### Directions for this task
Every line of the entries that holds the word "peony" is to be copied.

Saved entries:
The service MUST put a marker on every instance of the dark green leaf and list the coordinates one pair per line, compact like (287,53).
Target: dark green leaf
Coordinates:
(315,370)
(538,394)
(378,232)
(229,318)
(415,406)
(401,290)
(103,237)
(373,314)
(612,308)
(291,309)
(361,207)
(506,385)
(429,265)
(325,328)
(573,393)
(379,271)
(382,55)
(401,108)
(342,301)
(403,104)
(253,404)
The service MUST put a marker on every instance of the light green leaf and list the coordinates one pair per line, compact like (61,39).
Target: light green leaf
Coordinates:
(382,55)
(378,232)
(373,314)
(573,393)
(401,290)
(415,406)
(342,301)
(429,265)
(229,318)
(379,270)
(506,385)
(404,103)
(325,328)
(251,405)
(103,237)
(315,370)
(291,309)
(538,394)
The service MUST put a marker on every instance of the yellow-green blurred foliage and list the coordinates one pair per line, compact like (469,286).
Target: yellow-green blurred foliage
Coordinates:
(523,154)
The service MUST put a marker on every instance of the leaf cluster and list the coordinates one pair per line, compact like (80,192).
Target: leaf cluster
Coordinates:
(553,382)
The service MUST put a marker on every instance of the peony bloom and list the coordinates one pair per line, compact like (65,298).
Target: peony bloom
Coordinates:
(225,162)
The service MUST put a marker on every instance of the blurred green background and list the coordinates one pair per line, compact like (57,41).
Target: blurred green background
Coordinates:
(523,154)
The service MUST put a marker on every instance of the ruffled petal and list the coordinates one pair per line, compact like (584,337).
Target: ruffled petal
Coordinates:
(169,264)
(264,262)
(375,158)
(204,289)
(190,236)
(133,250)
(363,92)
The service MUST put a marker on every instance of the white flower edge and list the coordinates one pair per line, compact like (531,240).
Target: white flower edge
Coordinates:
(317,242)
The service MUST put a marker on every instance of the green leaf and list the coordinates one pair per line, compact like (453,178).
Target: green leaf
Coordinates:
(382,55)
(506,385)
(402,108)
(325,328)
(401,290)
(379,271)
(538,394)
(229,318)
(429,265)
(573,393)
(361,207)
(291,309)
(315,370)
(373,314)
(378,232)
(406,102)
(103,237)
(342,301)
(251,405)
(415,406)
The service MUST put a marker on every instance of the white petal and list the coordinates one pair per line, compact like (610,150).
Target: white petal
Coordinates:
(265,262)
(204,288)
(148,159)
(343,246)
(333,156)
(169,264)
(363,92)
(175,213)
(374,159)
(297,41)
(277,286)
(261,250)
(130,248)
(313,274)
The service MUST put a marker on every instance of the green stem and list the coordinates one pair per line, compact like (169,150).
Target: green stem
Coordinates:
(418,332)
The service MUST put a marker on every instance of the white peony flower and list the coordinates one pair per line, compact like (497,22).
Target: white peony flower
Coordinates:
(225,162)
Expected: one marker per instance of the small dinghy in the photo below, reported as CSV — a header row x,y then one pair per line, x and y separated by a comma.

### Response box
The service MUST put a marker on every instance of the peony bloom and list the coordinates one pair per line, compact like (65,298).
Target: peony bloom
The service MUST put a marker on every instance of the white peony flower and list the coordinates one pair per line, compact like (497,22).
Target: white peony flower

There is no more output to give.